TASK DIRECTIONS -> An exact transcription of the records is required, minus any images.

Stored data entries

_ _ _

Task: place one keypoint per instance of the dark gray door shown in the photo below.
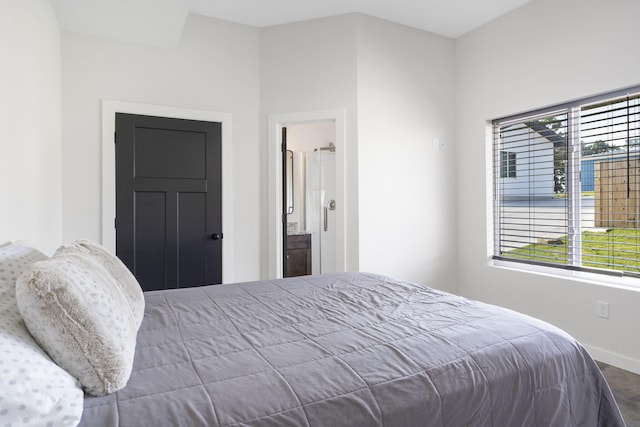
(169, 200)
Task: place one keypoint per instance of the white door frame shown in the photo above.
(109, 110)
(274, 140)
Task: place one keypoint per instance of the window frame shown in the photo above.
(573, 267)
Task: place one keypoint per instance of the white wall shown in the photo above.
(30, 180)
(214, 67)
(406, 186)
(543, 53)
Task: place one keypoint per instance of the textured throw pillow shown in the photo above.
(34, 391)
(128, 283)
(79, 315)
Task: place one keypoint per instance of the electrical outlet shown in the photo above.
(602, 309)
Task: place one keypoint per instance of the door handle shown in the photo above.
(326, 219)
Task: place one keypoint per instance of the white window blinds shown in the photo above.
(567, 185)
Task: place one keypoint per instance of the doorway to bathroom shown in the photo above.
(309, 204)
(314, 157)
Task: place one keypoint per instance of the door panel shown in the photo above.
(169, 200)
(162, 153)
(150, 221)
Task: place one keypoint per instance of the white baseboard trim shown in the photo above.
(614, 359)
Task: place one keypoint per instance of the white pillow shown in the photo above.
(34, 391)
(79, 315)
(128, 283)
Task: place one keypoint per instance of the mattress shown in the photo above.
(349, 349)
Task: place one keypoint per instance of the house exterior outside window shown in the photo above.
(566, 183)
(507, 164)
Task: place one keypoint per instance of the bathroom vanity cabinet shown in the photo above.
(298, 254)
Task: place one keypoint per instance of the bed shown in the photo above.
(348, 349)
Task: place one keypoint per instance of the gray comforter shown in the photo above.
(349, 350)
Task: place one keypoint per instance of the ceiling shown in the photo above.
(160, 23)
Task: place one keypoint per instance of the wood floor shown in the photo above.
(626, 389)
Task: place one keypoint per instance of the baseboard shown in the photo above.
(614, 359)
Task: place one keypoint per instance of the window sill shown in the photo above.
(626, 283)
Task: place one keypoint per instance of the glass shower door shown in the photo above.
(321, 209)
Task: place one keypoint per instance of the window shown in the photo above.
(575, 201)
(507, 164)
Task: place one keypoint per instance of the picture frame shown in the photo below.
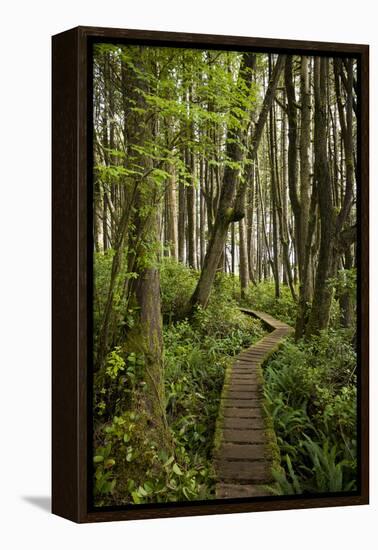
(72, 284)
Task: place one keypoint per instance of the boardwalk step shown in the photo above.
(235, 451)
(244, 436)
(230, 490)
(243, 460)
(244, 472)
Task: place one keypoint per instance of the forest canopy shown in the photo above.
(222, 180)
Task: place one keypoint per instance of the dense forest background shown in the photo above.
(221, 179)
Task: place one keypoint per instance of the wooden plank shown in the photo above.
(249, 472)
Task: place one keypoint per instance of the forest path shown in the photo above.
(243, 457)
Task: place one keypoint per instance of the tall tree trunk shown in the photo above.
(231, 209)
(319, 316)
(305, 288)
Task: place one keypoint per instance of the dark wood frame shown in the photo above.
(71, 283)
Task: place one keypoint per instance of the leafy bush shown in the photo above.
(129, 465)
(310, 391)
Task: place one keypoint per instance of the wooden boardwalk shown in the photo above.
(243, 457)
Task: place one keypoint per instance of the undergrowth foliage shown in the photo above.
(129, 466)
(310, 392)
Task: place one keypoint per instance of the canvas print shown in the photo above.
(225, 268)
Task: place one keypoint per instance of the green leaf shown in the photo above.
(177, 470)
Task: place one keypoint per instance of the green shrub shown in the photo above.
(310, 392)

_ _ _

ANSWER AREA ->
Task: place one keypoint per instance of the dark gray door shown in the photo below.
(169, 200)
Task: place one keypoint per instance of the white door frame shown in the photo above.
(109, 110)
(274, 140)
Task: place one keypoint per instance of the window frame shown in the photo above.
(573, 267)
Task: place one keypoint per instance of the white wall shown in the photo above.
(30, 180)
(214, 67)
(406, 186)
(543, 53)
Task: place one keypoint per instance of the textured throw pillow shown in the photo above.
(34, 391)
(128, 283)
(79, 315)
Task: place one keypoint per instance of the electrical outlet shown in the photo above.
(602, 309)
Task: place one keypoint per instance of the door handle shown in the photo above.
(326, 219)
Task: place one keypoint per instance of the white window blinds shown in the photo above.
(567, 185)
Task: place one keypoint per instance of the doorway to bathroom shown in the photo above.
(309, 204)
(314, 157)
Task: place one keypoint per instance of the door panel shown in the photo above.
(169, 200)
(162, 153)
(150, 221)
Task: place one keypoint per instance of the white baseboard trim shown in the photo above.
(614, 359)
Task: place one keypoint per instance of the white pillow shown in the photo above.
(34, 391)
(79, 315)
(128, 283)
Task: place one keypoint per instance of the mattress shown in the photo above.
(349, 349)
Task: place one keypoint per instance of the house exterior outside window shown in the photo above.
(566, 183)
(507, 164)
Task: place one keypoint per instance of the bathroom vanity cabinet shown in the photo above.
(298, 254)
Task: place one keypoint per instance of the bed shown in the photo above.
(348, 349)
Task: place one keypoint per instance of the gray comforter shown in the photo above.
(349, 350)
Task: place one keypoint per instance of the ceiling shown in the photo above.
(160, 23)
Task: place one keypoint per instance of the wood floor shown in the photo above.
(626, 389)
Task: place one keypoint per instance of the baseboard shown in the photo above.
(614, 359)
Task: place one keypoint per instance of the window sill shown in the photo above.
(626, 283)
Task: place one keypoint per instance of the glass shower door shown in the photo above.
(321, 209)
Task: place one keypoint per instance of the window shown in the photo above.
(575, 201)
(507, 164)
Task: place one keypoint per instance of the picture frame shown in the photo below.
(72, 284)
Task: place one keypoint per instance of the boardwalk step shown in the photo above.
(235, 451)
(244, 436)
(230, 490)
(243, 460)
(244, 472)
Task: place one keypoint per instance of the forest canopy shown in the photo above.
(222, 180)
Task: place one keypoint per instance of the dense forest background shown in the photo above.
(221, 179)
Task: place one keypoint per instance of the wooden plank shown in the photo above.
(249, 472)
Task: place one keypoint per instance of the forest path shown in the photo above.
(243, 457)
Task: place one keypoint per instance of the tall tree trunk shown in the photo above.
(231, 209)
(319, 316)
(305, 288)
Task: place one keypoint per instance of the dark wood frame shown in the photo above.
(71, 283)
Task: place one keypoint per instance of the leafy bush shown in the photo above.
(129, 465)
(310, 391)
Task: place one keypoint per instance of the wooden boardwalk shown in the photo above.
(243, 457)
Task: place one keypoint per instance of the undergrowth foliage shown in the photo above.
(129, 466)
(310, 392)
Task: place one keypoint per instance of the canvas print shown in the photo above.
(225, 268)
Task: place one keypoint per instance of the green leaf shown in the photo above.
(177, 470)
Task: place one keypoint per instance of the green shrub shown in the photo above.
(310, 392)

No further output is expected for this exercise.